Count the lines in the records that contain the string "planks", treating uppercase and lowercase as different, and give only the number.
— begin RECORDS TO USE —
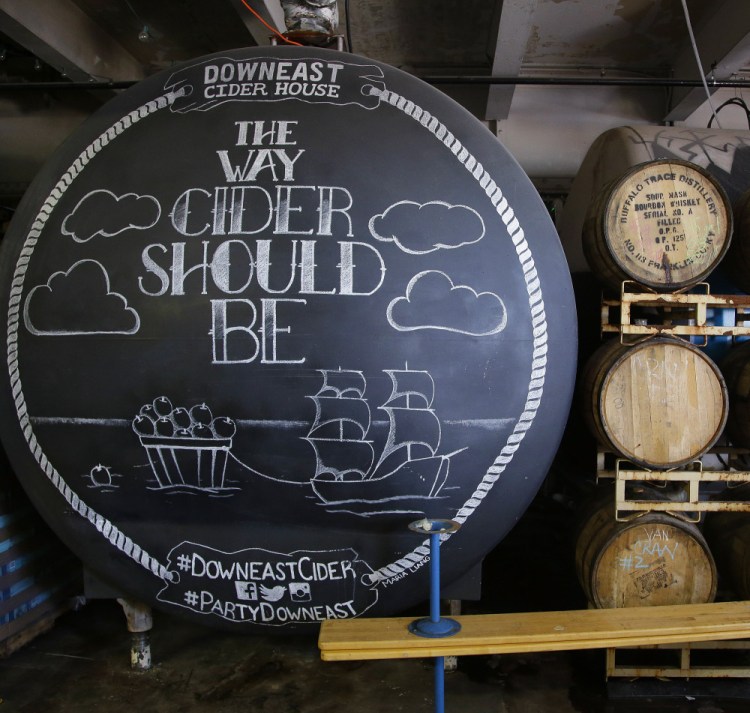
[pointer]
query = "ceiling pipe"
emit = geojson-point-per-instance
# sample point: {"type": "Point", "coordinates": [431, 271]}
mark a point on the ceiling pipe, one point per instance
{"type": "Point", "coordinates": [444, 79]}
{"type": "Point", "coordinates": [584, 81]}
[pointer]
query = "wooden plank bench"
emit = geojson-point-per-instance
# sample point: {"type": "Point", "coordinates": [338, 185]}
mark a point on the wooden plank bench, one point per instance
{"type": "Point", "coordinates": [389, 638]}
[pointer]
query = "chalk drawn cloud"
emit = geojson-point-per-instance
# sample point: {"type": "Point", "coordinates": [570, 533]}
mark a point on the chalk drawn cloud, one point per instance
{"type": "Point", "coordinates": [103, 213]}
{"type": "Point", "coordinates": [432, 301]}
{"type": "Point", "coordinates": [420, 228]}
{"type": "Point", "coordinates": [79, 301]}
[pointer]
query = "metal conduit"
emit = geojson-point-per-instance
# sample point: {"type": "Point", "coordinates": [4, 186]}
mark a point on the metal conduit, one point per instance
{"type": "Point", "coordinates": [443, 79]}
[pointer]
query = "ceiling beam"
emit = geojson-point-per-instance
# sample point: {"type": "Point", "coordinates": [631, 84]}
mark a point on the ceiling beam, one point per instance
{"type": "Point", "coordinates": [60, 34]}
{"type": "Point", "coordinates": [507, 47]}
{"type": "Point", "coordinates": [723, 44]}
{"type": "Point", "coordinates": [270, 11]}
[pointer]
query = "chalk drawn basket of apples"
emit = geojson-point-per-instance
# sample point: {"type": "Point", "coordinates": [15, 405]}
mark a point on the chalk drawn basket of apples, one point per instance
{"type": "Point", "coordinates": [185, 446]}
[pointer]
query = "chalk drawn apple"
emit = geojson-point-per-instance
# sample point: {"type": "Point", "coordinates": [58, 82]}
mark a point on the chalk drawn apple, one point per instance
{"type": "Point", "coordinates": [223, 427]}
{"type": "Point", "coordinates": [201, 414]}
{"type": "Point", "coordinates": [162, 406]}
{"type": "Point", "coordinates": [165, 427]}
{"type": "Point", "coordinates": [201, 430]}
{"type": "Point", "coordinates": [144, 426]}
{"type": "Point", "coordinates": [181, 418]}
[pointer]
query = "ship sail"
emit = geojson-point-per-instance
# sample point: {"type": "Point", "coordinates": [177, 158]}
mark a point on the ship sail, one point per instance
{"type": "Point", "coordinates": [342, 382]}
{"type": "Point", "coordinates": [338, 434]}
{"type": "Point", "coordinates": [409, 465]}
{"type": "Point", "coordinates": [414, 428]}
{"type": "Point", "coordinates": [335, 461]}
{"type": "Point", "coordinates": [411, 388]}
{"type": "Point", "coordinates": [340, 417]}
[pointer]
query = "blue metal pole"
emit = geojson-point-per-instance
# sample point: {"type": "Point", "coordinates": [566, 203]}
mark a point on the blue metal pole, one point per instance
{"type": "Point", "coordinates": [435, 577]}
{"type": "Point", "coordinates": [435, 627]}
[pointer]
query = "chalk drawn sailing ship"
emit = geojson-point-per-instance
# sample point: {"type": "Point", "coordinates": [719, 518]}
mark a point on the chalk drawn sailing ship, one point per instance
{"type": "Point", "coordinates": [409, 465]}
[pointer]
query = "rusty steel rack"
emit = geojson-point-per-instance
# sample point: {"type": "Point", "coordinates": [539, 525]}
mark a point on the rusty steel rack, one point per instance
{"type": "Point", "coordinates": [700, 659]}
{"type": "Point", "coordinates": [640, 313]}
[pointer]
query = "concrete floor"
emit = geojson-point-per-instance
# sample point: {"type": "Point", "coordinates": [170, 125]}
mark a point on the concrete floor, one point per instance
{"type": "Point", "coordinates": [82, 666]}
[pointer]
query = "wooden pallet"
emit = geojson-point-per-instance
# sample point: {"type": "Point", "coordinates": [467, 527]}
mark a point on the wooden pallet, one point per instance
{"type": "Point", "coordinates": [643, 314]}
{"type": "Point", "coordinates": [389, 638]}
{"type": "Point", "coordinates": [701, 659]}
{"type": "Point", "coordinates": [690, 488]}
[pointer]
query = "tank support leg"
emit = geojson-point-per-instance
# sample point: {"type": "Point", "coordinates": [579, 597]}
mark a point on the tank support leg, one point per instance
{"type": "Point", "coordinates": [140, 622]}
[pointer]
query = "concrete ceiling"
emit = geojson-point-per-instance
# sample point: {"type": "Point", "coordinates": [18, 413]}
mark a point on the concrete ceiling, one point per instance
{"type": "Point", "coordinates": [547, 128]}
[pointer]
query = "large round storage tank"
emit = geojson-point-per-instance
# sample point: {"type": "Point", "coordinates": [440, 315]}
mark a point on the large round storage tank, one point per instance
{"type": "Point", "coordinates": [264, 310]}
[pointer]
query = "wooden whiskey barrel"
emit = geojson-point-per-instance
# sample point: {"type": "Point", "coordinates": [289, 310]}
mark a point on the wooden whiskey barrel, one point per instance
{"type": "Point", "coordinates": [664, 224]}
{"type": "Point", "coordinates": [660, 403]}
{"type": "Point", "coordinates": [652, 560]}
{"type": "Point", "coordinates": [735, 368]}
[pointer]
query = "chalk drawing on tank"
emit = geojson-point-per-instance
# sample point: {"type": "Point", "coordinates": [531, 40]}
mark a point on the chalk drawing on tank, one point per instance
{"type": "Point", "coordinates": [187, 449]}
{"type": "Point", "coordinates": [433, 301]}
{"type": "Point", "coordinates": [102, 478]}
{"type": "Point", "coordinates": [409, 465]}
{"type": "Point", "coordinates": [101, 212]}
{"type": "Point", "coordinates": [421, 228]}
{"type": "Point", "coordinates": [53, 309]}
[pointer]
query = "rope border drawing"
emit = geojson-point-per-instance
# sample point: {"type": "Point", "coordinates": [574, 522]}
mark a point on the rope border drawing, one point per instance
{"type": "Point", "coordinates": [536, 303]}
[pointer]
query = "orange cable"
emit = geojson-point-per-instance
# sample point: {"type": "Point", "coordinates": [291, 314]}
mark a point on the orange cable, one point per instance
{"type": "Point", "coordinates": [275, 31]}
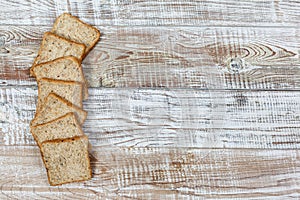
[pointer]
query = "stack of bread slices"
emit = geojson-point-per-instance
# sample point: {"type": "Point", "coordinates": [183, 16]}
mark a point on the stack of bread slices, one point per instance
{"type": "Point", "coordinates": [62, 87]}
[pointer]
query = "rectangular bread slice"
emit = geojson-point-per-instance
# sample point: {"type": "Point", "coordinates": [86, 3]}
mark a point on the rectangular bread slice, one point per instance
{"type": "Point", "coordinates": [74, 29]}
{"type": "Point", "coordinates": [67, 160]}
{"type": "Point", "coordinates": [63, 127]}
{"type": "Point", "coordinates": [69, 90]}
{"type": "Point", "coordinates": [55, 107]}
{"type": "Point", "coordinates": [66, 68]}
{"type": "Point", "coordinates": [54, 46]}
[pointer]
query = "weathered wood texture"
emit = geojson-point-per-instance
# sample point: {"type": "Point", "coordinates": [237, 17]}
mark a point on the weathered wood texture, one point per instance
{"type": "Point", "coordinates": [159, 173]}
{"type": "Point", "coordinates": [217, 115]}
{"type": "Point", "coordinates": [177, 57]}
{"type": "Point", "coordinates": [169, 118]}
{"type": "Point", "coordinates": [156, 13]}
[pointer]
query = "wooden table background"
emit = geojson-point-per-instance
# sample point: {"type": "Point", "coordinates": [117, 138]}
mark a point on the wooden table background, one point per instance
{"type": "Point", "coordinates": [188, 99]}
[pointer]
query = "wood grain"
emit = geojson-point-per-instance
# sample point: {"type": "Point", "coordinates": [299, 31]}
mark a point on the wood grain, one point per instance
{"type": "Point", "coordinates": [190, 99]}
{"type": "Point", "coordinates": [159, 173]}
{"type": "Point", "coordinates": [204, 58]}
{"type": "Point", "coordinates": [152, 13]}
{"type": "Point", "coordinates": [169, 118]}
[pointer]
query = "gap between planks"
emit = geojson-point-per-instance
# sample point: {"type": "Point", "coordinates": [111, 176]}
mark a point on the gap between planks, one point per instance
{"type": "Point", "coordinates": [169, 118]}
{"type": "Point", "coordinates": [219, 58]}
{"type": "Point", "coordinates": [160, 173]}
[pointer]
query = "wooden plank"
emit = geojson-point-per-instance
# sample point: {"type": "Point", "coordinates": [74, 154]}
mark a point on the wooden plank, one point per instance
{"type": "Point", "coordinates": [151, 13]}
{"type": "Point", "coordinates": [173, 57]}
{"type": "Point", "coordinates": [159, 173]}
{"type": "Point", "coordinates": [169, 118]}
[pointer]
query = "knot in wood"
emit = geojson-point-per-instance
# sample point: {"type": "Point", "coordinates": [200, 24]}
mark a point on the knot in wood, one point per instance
{"type": "Point", "coordinates": [235, 65]}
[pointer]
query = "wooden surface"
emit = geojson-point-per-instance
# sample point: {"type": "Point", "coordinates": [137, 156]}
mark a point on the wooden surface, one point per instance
{"type": "Point", "coordinates": [188, 99]}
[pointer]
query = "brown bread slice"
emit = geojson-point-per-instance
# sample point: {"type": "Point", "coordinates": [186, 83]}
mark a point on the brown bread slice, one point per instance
{"type": "Point", "coordinates": [55, 107]}
{"type": "Point", "coordinates": [66, 68]}
{"type": "Point", "coordinates": [69, 90]}
{"type": "Point", "coordinates": [63, 127]}
{"type": "Point", "coordinates": [54, 46]}
{"type": "Point", "coordinates": [66, 160]}
{"type": "Point", "coordinates": [74, 29]}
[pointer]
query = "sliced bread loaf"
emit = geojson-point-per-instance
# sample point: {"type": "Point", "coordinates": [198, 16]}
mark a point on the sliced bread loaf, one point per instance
{"type": "Point", "coordinates": [54, 46]}
{"type": "Point", "coordinates": [61, 128]}
{"type": "Point", "coordinates": [55, 107]}
{"type": "Point", "coordinates": [66, 160]}
{"type": "Point", "coordinates": [74, 29]}
{"type": "Point", "coordinates": [69, 90]}
{"type": "Point", "coordinates": [66, 68]}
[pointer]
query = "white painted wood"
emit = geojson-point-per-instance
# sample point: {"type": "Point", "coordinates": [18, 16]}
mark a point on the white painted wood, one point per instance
{"type": "Point", "coordinates": [177, 57]}
{"type": "Point", "coordinates": [232, 13]}
{"type": "Point", "coordinates": [159, 173]}
{"type": "Point", "coordinates": [216, 115]}
{"type": "Point", "coordinates": [169, 118]}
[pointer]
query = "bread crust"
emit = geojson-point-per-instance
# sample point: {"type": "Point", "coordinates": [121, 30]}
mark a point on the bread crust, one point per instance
{"type": "Point", "coordinates": [32, 128]}
{"type": "Point", "coordinates": [67, 140]}
{"type": "Point", "coordinates": [88, 49]}
{"type": "Point", "coordinates": [60, 38]}
{"type": "Point", "coordinates": [67, 103]}
{"type": "Point", "coordinates": [78, 65]}
{"type": "Point", "coordinates": [60, 82]}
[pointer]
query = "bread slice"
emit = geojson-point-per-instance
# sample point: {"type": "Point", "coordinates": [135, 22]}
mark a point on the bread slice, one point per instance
{"type": "Point", "coordinates": [55, 107]}
{"type": "Point", "coordinates": [66, 68]}
{"type": "Point", "coordinates": [69, 90]}
{"type": "Point", "coordinates": [66, 160]}
{"type": "Point", "coordinates": [54, 46]}
{"type": "Point", "coordinates": [61, 128]}
{"type": "Point", "coordinates": [74, 29]}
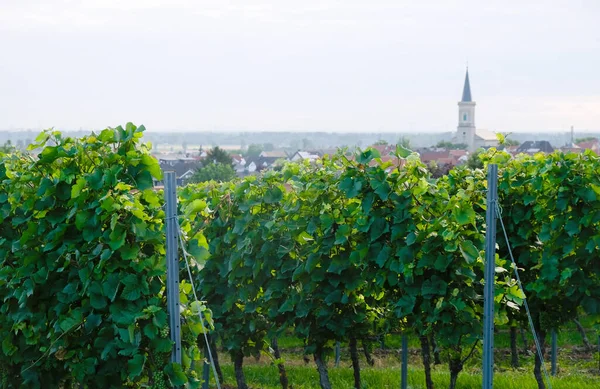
— end RECORDS TO USE —
**TASK ANSWER**
2